→ The exercise:
Return the lines below exactly, starting with the line that contains "Would you be so kind as to locate the blurred" and stopping after the last line.
• • • • •
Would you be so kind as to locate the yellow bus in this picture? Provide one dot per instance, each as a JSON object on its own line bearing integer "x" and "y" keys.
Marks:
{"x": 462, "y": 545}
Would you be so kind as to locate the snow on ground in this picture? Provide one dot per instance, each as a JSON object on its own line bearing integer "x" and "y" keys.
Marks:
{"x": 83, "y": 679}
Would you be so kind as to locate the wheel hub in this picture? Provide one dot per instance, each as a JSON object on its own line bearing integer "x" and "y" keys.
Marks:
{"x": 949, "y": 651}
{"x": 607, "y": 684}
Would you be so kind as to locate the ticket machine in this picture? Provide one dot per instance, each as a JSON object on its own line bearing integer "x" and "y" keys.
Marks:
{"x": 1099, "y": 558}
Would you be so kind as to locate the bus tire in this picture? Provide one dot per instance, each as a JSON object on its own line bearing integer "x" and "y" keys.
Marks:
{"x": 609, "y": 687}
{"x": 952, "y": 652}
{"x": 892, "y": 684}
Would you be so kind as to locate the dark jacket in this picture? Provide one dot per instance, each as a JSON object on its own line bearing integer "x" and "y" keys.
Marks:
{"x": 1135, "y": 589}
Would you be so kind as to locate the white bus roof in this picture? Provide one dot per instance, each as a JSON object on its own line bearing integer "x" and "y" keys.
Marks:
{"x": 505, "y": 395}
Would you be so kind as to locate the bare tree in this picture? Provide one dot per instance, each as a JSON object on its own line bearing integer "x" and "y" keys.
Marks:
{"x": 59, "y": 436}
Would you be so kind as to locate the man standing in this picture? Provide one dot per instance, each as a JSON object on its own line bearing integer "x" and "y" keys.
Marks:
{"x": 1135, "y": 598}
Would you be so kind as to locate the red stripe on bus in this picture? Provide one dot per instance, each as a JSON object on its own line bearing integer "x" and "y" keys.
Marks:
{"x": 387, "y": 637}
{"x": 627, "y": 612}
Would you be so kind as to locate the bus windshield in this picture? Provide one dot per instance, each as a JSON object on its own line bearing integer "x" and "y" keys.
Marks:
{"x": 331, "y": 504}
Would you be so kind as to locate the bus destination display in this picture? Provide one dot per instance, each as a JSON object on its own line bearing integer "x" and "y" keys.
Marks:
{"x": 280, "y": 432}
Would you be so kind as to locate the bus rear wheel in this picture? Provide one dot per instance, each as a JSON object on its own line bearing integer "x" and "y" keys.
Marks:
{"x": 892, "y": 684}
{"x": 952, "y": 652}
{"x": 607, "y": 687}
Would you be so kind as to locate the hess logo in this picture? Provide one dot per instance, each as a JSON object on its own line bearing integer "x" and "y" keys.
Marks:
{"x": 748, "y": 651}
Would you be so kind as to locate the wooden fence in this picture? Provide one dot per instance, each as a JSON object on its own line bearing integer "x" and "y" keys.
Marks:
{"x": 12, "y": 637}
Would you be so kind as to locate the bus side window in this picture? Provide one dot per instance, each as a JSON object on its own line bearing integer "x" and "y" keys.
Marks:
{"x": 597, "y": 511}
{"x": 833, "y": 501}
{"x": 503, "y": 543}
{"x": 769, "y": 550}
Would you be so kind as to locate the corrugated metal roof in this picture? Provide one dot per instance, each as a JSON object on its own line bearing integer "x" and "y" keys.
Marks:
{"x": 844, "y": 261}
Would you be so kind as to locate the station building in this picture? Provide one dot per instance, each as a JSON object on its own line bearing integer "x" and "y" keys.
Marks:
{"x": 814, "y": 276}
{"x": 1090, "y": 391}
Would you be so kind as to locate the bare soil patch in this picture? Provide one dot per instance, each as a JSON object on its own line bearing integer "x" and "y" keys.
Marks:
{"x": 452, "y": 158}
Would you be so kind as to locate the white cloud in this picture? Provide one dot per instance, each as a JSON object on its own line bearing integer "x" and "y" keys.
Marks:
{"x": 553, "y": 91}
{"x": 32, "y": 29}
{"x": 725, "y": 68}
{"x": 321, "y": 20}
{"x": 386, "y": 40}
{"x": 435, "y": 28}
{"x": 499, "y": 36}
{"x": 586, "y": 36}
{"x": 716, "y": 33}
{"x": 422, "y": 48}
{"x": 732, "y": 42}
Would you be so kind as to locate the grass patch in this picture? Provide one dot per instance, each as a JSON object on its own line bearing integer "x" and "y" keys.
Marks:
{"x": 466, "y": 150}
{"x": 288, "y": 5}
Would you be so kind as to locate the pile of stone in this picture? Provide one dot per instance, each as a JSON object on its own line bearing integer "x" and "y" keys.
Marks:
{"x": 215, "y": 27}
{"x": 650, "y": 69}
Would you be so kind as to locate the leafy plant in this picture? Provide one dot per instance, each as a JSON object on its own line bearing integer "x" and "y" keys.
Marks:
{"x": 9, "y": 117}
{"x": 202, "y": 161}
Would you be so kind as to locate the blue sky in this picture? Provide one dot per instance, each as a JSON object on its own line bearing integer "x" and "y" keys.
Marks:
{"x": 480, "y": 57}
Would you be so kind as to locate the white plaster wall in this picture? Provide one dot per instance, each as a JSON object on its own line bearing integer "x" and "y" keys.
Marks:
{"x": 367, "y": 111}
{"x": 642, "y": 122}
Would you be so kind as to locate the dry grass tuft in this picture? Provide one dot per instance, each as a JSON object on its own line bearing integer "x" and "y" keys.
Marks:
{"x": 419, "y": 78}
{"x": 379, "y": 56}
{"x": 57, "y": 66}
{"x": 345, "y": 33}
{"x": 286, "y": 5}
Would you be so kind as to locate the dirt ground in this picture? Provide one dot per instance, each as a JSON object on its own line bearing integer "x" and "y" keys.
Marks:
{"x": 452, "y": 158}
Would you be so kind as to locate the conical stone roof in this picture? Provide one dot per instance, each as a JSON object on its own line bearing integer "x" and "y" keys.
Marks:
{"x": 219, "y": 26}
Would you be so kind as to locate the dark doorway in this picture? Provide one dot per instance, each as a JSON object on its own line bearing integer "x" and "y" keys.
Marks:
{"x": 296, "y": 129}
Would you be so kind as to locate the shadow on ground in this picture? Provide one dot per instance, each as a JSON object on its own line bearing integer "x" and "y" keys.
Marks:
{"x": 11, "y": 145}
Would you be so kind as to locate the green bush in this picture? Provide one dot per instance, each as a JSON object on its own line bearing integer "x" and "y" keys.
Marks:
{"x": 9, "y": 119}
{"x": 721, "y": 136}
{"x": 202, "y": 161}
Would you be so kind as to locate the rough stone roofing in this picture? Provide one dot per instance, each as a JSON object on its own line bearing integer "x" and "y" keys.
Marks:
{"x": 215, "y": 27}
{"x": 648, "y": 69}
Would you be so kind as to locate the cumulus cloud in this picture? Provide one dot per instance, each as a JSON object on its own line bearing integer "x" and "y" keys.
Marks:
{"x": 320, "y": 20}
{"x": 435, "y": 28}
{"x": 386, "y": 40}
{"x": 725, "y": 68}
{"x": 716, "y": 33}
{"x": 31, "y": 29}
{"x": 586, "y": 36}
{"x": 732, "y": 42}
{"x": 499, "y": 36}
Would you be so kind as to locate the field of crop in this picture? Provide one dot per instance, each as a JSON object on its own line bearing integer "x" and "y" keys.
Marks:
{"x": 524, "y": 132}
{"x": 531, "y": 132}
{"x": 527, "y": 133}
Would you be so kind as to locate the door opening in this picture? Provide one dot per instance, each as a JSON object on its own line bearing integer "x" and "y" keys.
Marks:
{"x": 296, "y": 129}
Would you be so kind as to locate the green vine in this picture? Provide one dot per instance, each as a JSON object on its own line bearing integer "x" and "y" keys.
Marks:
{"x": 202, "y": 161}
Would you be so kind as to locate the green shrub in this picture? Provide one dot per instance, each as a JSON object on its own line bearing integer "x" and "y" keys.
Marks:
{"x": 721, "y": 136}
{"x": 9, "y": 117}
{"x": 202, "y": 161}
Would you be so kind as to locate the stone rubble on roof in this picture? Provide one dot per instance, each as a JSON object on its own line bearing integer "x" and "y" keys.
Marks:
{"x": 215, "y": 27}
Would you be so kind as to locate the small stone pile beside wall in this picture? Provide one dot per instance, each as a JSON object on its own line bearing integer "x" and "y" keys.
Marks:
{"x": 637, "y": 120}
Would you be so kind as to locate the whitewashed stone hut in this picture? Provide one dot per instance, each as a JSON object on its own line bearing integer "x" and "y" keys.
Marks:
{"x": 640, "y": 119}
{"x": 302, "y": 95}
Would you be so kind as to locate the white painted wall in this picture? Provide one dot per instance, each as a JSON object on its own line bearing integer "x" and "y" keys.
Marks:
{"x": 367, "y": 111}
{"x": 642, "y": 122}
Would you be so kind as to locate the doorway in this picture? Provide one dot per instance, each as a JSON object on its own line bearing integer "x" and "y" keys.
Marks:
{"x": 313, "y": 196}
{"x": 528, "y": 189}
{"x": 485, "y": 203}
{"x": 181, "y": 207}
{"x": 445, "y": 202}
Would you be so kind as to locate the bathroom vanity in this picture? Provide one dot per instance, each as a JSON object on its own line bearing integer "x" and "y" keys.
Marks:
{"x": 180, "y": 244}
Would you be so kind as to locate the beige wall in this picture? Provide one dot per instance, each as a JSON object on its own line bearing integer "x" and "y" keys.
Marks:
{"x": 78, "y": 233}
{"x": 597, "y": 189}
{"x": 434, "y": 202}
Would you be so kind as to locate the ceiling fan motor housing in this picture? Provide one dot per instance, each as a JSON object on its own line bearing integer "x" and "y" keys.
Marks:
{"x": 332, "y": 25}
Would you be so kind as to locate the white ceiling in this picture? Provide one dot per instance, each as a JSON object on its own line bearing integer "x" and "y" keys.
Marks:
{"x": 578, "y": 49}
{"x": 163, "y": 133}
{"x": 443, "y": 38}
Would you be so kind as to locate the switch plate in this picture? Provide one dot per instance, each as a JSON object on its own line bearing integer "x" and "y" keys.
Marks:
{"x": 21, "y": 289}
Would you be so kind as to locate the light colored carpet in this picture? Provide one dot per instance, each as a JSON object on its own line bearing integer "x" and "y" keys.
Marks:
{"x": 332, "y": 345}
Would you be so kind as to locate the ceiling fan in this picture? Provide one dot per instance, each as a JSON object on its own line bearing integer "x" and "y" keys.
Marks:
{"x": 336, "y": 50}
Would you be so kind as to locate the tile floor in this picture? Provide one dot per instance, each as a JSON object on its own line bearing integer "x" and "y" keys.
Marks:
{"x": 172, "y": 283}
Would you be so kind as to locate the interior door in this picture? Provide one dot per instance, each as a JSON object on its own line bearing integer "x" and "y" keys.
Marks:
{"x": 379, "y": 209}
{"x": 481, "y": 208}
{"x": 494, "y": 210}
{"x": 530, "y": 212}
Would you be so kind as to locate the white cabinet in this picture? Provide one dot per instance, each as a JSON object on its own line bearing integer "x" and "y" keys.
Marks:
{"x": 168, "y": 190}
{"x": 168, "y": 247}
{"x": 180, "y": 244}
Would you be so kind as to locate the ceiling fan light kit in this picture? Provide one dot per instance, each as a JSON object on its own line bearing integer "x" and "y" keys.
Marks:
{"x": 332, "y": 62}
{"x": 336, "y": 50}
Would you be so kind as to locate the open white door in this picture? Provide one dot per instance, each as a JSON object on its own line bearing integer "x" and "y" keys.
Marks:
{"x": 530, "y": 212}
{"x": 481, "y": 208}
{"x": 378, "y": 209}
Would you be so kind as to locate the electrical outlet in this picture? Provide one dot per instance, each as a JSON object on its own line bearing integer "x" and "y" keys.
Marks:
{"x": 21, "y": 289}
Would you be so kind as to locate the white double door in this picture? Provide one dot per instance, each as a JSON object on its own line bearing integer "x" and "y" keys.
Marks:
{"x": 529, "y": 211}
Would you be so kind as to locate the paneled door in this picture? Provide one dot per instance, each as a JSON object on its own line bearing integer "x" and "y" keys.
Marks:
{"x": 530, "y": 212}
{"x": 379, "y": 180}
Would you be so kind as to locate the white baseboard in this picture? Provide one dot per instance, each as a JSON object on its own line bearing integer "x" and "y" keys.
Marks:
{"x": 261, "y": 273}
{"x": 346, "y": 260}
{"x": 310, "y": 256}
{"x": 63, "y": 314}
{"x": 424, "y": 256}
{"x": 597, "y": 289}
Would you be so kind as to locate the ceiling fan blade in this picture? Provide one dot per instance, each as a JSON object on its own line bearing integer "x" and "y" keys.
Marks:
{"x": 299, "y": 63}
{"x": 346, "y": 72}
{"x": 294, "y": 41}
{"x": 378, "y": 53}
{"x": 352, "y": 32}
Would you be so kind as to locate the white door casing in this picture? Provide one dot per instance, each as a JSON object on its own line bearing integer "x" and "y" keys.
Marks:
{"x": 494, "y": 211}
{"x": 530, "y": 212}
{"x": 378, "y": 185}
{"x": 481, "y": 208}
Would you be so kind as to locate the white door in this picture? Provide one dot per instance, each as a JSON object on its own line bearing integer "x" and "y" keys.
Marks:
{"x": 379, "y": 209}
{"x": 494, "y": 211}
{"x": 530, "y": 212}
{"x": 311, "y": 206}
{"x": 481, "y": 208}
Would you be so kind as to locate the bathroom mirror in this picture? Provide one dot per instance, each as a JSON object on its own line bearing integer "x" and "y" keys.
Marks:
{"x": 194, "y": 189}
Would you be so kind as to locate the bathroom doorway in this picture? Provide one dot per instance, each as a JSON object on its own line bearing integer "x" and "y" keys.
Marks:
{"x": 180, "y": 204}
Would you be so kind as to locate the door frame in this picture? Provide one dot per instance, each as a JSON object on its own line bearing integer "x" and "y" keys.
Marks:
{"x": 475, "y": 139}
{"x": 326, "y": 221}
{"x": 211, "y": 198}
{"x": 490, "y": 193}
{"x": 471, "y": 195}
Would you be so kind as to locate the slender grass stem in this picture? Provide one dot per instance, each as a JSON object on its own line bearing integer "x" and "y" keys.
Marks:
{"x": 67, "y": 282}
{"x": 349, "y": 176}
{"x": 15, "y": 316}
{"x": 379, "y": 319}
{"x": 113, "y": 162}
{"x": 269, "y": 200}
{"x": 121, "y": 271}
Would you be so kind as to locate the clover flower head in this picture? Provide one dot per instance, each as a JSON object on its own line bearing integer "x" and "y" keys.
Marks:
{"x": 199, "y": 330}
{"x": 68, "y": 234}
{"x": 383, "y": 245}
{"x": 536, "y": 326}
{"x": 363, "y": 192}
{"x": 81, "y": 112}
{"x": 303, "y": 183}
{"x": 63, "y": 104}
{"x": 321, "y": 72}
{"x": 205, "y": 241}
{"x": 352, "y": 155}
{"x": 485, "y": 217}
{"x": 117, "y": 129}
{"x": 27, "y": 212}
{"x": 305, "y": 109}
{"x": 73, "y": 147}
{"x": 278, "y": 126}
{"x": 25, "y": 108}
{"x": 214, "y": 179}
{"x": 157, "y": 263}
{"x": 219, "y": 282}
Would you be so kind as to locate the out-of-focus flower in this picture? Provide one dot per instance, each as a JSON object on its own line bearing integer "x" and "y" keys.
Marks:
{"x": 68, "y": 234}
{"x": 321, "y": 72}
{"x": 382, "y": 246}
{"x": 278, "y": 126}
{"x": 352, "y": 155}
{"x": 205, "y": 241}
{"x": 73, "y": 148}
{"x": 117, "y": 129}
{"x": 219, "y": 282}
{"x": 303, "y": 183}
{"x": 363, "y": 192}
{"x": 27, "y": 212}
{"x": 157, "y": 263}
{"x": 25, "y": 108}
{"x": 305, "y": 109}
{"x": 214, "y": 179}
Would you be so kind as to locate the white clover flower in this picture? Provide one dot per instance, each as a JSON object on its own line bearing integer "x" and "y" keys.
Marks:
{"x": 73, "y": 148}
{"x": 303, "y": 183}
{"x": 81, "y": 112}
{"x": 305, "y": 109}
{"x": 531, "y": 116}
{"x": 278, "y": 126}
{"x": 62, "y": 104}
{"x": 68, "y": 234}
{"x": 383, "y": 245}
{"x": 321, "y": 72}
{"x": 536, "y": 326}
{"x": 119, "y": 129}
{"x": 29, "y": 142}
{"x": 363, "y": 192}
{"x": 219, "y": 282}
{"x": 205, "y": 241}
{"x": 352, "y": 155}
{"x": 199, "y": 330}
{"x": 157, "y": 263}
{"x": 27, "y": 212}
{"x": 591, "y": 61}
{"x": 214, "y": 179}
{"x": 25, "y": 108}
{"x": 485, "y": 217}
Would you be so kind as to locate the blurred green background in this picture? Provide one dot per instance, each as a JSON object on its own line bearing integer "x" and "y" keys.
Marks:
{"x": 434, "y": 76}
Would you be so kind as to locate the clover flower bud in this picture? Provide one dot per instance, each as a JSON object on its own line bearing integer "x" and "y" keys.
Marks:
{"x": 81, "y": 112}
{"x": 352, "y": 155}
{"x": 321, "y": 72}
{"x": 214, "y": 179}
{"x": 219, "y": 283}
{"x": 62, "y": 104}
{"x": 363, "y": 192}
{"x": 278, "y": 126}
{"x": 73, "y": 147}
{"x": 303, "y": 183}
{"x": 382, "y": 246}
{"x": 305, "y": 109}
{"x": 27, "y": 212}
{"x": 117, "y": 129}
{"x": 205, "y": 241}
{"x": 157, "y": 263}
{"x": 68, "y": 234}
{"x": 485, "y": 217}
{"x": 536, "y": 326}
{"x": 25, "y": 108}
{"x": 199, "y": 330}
• • • • •
→ Complete answer:
Would you be so kind as to locate the blurred green background in this picture? Provide one dot per instance, each as a JSON object on its own line bearing integer "x" and "y" keys.
Marks:
{"x": 434, "y": 76}
Would you be so kind as to locate the clover flower bud in this picture? Provide one dot per instance, each as a JSON object on its own line bearing integer "x" and "y" keys.
Marks:
{"x": 81, "y": 112}
{"x": 352, "y": 155}
{"x": 321, "y": 72}
{"x": 214, "y": 179}
{"x": 219, "y": 283}
{"x": 62, "y": 104}
{"x": 363, "y": 192}
{"x": 278, "y": 126}
{"x": 73, "y": 147}
{"x": 303, "y": 183}
{"x": 382, "y": 246}
{"x": 305, "y": 109}
{"x": 27, "y": 212}
{"x": 117, "y": 129}
{"x": 205, "y": 241}
{"x": 157, "y": 263}
{"x": 68, "y": 234}
{"x": 485, "y": 217}
{"x": 536, "y": 326}
{"x": 25, "y": 108}
{"x": 199, "y": 330}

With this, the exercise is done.